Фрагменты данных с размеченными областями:
--------------------

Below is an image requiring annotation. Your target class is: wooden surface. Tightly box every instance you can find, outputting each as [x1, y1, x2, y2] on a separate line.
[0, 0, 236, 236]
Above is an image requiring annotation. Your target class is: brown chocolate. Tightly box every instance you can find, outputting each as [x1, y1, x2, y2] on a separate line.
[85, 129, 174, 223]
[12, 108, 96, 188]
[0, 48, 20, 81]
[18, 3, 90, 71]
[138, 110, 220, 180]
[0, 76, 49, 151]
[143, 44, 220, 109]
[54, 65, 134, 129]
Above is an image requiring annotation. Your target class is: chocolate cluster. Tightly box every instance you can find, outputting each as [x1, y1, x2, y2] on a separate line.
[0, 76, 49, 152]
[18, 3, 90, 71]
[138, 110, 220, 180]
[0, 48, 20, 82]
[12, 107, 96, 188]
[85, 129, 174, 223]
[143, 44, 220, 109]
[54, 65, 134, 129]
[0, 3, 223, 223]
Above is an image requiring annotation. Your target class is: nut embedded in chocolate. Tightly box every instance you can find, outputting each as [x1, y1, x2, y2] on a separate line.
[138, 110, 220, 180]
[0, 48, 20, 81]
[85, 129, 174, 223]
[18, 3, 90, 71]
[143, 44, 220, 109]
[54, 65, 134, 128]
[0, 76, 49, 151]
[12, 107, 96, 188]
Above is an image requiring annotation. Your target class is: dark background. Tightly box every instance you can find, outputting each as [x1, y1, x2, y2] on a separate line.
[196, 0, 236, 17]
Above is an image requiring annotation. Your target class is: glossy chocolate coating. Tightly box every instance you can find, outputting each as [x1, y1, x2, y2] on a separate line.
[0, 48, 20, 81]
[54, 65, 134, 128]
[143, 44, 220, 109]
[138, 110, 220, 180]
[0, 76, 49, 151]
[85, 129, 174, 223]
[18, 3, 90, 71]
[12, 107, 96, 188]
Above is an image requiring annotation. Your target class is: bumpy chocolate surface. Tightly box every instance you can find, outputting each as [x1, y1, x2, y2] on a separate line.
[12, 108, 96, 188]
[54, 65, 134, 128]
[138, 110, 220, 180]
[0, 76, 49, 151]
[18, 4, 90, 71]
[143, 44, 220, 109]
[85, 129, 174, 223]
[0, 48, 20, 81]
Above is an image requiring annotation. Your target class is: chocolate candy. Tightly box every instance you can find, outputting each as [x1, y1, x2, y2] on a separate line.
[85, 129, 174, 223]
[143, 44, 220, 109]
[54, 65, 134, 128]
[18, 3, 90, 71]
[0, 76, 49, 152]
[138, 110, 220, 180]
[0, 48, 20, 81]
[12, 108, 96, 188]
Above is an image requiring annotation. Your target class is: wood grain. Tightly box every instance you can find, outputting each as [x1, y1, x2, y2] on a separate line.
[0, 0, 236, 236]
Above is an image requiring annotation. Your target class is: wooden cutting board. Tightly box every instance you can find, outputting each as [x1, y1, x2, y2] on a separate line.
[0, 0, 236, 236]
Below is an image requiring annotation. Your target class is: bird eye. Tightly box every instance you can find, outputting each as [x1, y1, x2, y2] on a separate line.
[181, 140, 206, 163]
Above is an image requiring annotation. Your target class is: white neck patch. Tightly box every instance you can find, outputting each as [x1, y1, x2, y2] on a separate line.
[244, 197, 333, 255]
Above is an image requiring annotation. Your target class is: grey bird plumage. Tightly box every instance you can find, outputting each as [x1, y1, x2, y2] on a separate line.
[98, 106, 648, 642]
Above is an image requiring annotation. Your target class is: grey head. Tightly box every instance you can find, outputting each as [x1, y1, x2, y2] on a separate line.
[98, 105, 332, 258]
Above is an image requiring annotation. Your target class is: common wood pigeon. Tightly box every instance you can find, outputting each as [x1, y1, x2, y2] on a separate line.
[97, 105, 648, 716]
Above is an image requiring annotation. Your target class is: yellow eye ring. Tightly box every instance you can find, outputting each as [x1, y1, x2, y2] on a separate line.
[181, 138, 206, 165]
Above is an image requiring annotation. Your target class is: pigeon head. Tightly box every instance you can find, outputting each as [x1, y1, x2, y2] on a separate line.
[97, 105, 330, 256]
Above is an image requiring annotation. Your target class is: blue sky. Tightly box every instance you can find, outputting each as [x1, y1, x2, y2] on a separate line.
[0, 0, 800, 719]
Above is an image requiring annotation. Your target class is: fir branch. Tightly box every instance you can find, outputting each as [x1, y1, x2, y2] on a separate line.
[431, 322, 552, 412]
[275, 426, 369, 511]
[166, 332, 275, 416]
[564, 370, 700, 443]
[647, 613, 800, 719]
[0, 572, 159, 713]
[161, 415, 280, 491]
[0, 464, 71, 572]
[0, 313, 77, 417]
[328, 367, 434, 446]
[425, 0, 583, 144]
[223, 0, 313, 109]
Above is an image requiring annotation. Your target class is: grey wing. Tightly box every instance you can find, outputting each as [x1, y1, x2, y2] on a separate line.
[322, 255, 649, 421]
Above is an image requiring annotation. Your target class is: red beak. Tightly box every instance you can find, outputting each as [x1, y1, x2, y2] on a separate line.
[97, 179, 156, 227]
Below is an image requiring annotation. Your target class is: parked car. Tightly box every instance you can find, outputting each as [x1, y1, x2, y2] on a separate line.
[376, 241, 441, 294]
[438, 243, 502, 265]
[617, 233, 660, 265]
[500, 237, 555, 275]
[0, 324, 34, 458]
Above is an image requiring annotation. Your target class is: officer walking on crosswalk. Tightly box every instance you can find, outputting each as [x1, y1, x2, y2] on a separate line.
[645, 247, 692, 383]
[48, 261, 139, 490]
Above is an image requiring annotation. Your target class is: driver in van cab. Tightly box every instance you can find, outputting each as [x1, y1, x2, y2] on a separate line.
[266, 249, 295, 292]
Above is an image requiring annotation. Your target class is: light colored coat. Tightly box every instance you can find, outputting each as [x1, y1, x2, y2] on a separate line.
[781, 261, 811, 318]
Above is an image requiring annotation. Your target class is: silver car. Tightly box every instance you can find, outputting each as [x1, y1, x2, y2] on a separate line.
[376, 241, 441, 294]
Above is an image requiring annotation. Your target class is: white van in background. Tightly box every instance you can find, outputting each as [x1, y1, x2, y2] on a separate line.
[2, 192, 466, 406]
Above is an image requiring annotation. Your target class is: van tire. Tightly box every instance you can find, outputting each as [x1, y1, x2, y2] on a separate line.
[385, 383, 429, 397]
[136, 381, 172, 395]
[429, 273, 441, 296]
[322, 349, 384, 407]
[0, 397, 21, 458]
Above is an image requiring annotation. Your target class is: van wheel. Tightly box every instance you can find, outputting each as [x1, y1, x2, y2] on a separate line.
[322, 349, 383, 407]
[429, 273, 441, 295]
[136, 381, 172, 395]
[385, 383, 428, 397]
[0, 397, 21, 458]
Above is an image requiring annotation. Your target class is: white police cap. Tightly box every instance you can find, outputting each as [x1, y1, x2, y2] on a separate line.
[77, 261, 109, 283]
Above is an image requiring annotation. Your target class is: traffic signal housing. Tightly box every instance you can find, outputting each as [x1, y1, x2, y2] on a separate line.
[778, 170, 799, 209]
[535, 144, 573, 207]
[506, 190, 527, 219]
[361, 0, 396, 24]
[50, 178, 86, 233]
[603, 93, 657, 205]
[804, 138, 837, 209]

--------------------

> ПОСТАНОВКА ЗАДАЧИ: Оформите все позиции выше как CSV с двумя столбцами, «текст» и «ответ», по одной строке на каждую позицию. Каждое значение должно стоять в отдельном поле в кавычках, а переносы строк в нем нужно заменить пробелами.

> РЕШЕНИЕ ЗАДАНИЯ:
текст,ответ
"Below is an image requiring annotation. Your target class is: wooden surface. Tightly box every instance you can find, outputting each as [x1, y1, x2, y2] on a separate line.","[0, 0, 236, 236]"
"Above is an image requiring annotation. Your target class is: brown chocolate. Tightly box every instance you can find, outputting each as [x1, y1, x2, y2] on a separate line.","[85, 129, 174, 223] [12, 108, 96, 188] [0, 48, 20, 81] [18, 3, 90, 71] [138, 110, 220, 180] [0, 76, 49, 151] [143, 44, 220, 109] [54, 65, 134, 129]"
"Above is an image requiring annotation. Your target class is: chocolate cluster. Tightly box every instance you can find, outputting each as [x1, y1, x2, y2] on a separate line.","[0, 76, 49, 152] [18, 3, 90, 71] [138, 110, 220, 180] [0, 48, 20, 82] [12, 107, 96, 188] [85, 129, 174, 223] [143, 44, 220, 109] [54, 65, 134, 129] [0, 3, 223, 223]"
"Above is an image requiring annotation. Your target class is: nut embedded in chocolate. Tightly box every instance you can find, outputting each as [x1, y1, x2, y2] on a separate line.","[138, 110, 220, 180] [0, 48, 20, 81] [85, 129, 174, 223] [18, 3, 90, 71] [143, 44, 220, 109] [54, 65, 134, 128] [0, 76, 49, 151] [12, 107, 96, 188]"
"Above is an image requiring annotation. Your target class is: dark background. Tightly box every instance you can find, outputting each as [x1, y1, x2, y2] on a separate line.","[196, 0, 236, 17]"
"Above is an image requiring annotation. Your target class is: glossy chocolate coating. Tightly box every instance you can find, outputting each as [x1, y1, x2, y2] on a separate line.","[0, 48, 20, 81] [54, 65, 134, 128] [143, 44, 220, 109] [138, 110, 220, 180] [0, 76, 49, 151] [85, 129, 174, 223] [18, 3, 90, 71] [12, 107, 96, 188]"
"Above is an image requiring annotation. Your target class is: bumpy chocolate surface. Tightly box every instance you can find, outputting each as [x1, y1, x2, y2] on a separate line.","[12, 108, 96, 188] [54, 65, 134, 128] [138, 110, 220, 180] [0, 76, 49, 151] [18, 4, 90, 71] [143, 44, 220, 109] [85, 129, 174, 223] [0, 48, 20, 81]"
"Above is an image requiring annotation. Your target class is: chocolate candy. Tightly box every instance you can find, outputting each as [x1, y1, x2, y2] on a separate line.","[85, 129, 174, 223] [143, 44, 220, 109] [54, 65, 134, 128] [18, 3, 90, 71] [0, 76, 49, 152] [138, 110, 220, 180] [0, 48, 20, 81] [12, 108, 96, 188]"
"Above is an image requiring annotation. Your target class is: wood grain. Tightly box every instance you can find, outputting each as [x1, y1, x2, y2] on a separate line.","[0, 0, 236, 236]"
"Above is an image requiring annotation. Your target class is: wooden cutting board. Tightly box every instance you can find, outputting each as [x1, y1, x2, y2] on a separate line.","[0, 0, 236, 236]"
"Below is an image requiring annotation. Your target class is: bird eye. Tightly box every instance you can find, outputting each as [x1, y1, x2, y2] on a separate line.","[181, 140, 206, 163]"
"Above is an image requiring annotation. Your target class is: white neck patch. Tightly box every instance you can find, outputting each as [x1, y1, x2, y2] on a separate line.","[244, 197, 333, 255]"
"Above is an image requiring annotation. Your target class is: grey bird plumage. Tightly box every instance you can find, outputting each as [x1, y1, x2, y2] on a separate line.","[98, 106, 648, 642]"
"Above is an image requiring annotation. Your target class is: grey head. Tightly box every instance you can find, outputting each as [x1, y1, x2, y2] on a separate line.","[98, 105, 332, 258]"
"Above is an image requiring annotation. Your target class is: common wood pigeon. Tightly box every instance you can find, outputting each as [x1, y1, x2, y2] on a separate line.","[97, 105, 648, 716]"
"Above is an image requiring annotation. Your target class is: yellow eye ring. Tightly box every instance you can find, outputting each as [x1, y1, x2, y2] on a separate line.","[181, 138, 206, 165]"
"Above is an image requiring annotation. Your target class is: pigeon head. Tightly box every instance you can find, outputting each as [x1, y1, x2, y2] on a separate line.","[97, 105, 330, 256]"
"Above is an image requiring annotation. Your target class is: blue sky. Tightly box every instance you can find, outputting each as [x1, y1, x2, y2] on a separate line.","[0, 0, 800, 719]"
"Above is an image requiring annotation. Your target class is: fir branch. Tightly box every instance you can find, outputting each as [x1, y1, x2, y2] on a separate line.","[431, 322, 552, 412] [275, 426, 369, 511] [166, 332, 275, 416] [564, 370, 700, 443] [647, 613, 800, 719] [0, 572, 159, 713] [161, 415, 280, 491] [0, 464, 71, 572] [0, 313, 77, 417] [328, 367, 434, 446] [425, 0, 583, 144] [223, 0, 313, 109]"
"Above is an image requiring annotation. Your target class is: grey wing. Tightly box every instance you can find, outputting each as [x1, y1, x2, y2] on a separate line.","[322, 255, 649, 421]"
"Above is an image requiring annotation. Your target class is: red beak. Tightly box every instance you can find, outputting each as [x1, y1, x2, y2] on a separate line.","[97, 179, 156, 227]"
"Below is an image requiring annotation. Your target class is: parked car. Tightly box every instance you can find, outputting each as [x1, y1, x2, y2] on a separate line.","[376, 241, 441, 294] [438, 243, 502, 265] [617, 233, 660, 265] [500, 237, 555, 275] [0, 324, 34, 458]"
"Above is an image requiring annotation. Your target class is: officer walking on crosswalk. Tightly box every instance you can find, outputting each as [x1, y1, x2, y2] on a separate line.","[645, 247, 692, 383] [48, 261, 139, 490]"
"Above is an image requiring annotation. Your target class is: driver in van cab. Tightly box every instance you can find, outputting each as [x1, y1, x2, y2] on a separate line.","[266, 249, 295, 292]"
"Above is an image requiring annotation. Your target class is: light colored coat. Tightly box every instance you can find, outputting each as [x1, y1, x2, y2] on a separate line.","[781, 261, 811, 318]"
"Above is an image requiring annotation. Your target class is: silver car. Tightly box every instance you can find, outputting each as [x1, y1, x2, y2] on a separate line.","[376, 241, 441, 294]"
"Above is an image requiring annotation. Your target class is: white van in background. Tightly box every instance you can find, outputting each as [x1, y1, x2, y2] on a separate line.","[2, 192, 466, 406]"
"Above is an image requiring annotation. Your target class is: van tire. Tightly box every instance you can find, outputting each as [x1, y1, x2, y2] on a separate line.","[385, 383, 429, 397] [136, 381, 172, 395] [429, 273, 441, 296] [322, 349, 384, 407] [0, 397, 21, 458]"
"Above is an image requiring annotation. Your target class is: van wheel. Tightly box every instance you can find, outputting each as [x1, y1, x2, y2] on a separate line.","[322, 349, 383, 407] [429, 273, 441, 295] [136, 381, 172, 395] [385, 383, 428, 397] [0, 397, 21, 458]"
"Above is an image requiring annotation. Your target class is: white police cap. Tightly box every instance you can find, outputting each as [x1, y1, x2, y2] on a separate line.","[77, 261, 109, 283]"
"Above is an image requiring annotation. Your target class is: traffic signal housing. Tightly box every instance you can find, outputting each as [x1, y1, x2, y2] on a separate line.","[778, 170, 799, 209] [535, 144, 573, 207] [506, 190, 527, 219] [361, 0, 396, 24] [50, 178, 86, 233] [603, 93, 657, 205] [804, 138, 837, 209]"